- _PROMPT_: Which lines of the material hold the word "flower"? Copy each one.
--------------------
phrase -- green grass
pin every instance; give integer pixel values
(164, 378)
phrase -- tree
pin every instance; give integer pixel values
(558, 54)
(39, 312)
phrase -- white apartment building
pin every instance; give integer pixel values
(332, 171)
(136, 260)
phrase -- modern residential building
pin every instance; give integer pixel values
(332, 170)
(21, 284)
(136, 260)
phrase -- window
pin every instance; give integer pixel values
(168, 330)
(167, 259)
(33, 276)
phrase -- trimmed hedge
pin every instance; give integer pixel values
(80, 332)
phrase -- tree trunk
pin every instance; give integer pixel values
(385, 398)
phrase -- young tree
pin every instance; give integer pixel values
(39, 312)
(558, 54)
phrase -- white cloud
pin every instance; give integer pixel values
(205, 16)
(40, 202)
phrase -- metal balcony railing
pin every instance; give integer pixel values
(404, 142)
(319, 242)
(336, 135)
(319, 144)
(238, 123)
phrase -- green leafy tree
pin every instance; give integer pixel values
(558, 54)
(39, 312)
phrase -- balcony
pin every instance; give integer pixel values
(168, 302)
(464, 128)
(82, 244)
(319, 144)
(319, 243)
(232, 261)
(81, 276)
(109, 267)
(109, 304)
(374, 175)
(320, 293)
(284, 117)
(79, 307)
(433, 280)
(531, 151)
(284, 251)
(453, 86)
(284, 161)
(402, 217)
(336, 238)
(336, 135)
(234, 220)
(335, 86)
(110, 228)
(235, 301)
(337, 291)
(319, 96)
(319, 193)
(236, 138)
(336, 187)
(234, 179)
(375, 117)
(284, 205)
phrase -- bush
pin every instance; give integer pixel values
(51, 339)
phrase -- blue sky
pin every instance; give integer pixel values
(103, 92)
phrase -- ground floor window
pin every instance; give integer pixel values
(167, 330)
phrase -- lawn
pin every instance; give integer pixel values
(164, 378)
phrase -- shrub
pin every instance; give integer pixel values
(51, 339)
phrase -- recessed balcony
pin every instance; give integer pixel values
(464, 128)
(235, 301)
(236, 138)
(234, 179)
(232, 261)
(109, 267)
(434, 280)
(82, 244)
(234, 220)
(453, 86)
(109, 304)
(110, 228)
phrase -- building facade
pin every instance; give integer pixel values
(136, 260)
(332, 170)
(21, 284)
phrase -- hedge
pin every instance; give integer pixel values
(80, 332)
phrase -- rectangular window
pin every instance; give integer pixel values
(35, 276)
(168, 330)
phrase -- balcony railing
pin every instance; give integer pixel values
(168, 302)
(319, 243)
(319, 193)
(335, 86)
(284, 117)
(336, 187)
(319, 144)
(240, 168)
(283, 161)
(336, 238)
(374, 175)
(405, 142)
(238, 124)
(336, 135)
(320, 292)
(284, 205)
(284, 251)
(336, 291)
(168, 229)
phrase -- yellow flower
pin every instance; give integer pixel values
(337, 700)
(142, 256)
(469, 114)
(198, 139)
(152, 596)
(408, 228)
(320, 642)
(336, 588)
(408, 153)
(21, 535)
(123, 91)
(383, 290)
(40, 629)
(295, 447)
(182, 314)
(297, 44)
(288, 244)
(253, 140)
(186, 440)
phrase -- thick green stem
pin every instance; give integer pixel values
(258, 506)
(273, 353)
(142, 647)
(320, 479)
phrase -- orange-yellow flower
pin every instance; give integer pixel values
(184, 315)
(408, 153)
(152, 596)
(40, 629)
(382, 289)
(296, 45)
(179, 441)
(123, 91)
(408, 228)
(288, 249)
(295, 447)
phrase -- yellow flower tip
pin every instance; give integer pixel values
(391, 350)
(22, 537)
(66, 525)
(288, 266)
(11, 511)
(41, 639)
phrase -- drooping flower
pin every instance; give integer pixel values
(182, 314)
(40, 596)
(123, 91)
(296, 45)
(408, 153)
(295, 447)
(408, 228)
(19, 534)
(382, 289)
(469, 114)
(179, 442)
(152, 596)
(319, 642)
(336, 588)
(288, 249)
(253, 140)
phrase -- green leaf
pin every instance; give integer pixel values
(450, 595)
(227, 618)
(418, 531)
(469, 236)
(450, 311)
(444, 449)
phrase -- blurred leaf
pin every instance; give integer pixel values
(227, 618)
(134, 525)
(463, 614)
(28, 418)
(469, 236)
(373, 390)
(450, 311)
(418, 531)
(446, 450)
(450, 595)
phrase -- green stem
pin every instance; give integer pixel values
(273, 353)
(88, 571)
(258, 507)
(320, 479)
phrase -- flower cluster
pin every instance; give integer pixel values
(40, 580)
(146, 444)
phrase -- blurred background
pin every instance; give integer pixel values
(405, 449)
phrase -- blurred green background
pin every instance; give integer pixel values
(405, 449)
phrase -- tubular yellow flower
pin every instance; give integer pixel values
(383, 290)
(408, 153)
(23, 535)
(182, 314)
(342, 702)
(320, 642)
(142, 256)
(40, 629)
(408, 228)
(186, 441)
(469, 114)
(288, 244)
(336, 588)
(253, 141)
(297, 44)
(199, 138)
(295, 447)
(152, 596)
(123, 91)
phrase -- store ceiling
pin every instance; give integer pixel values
--------------------
- _TASK SOLUTION_:
phrase -- yellow flower
phrase -- orange-yellow flower
phrase -- yellow flower tip
phrase -- drooping flower
phrase -- flower cluster
phrase -- tubular yellow flower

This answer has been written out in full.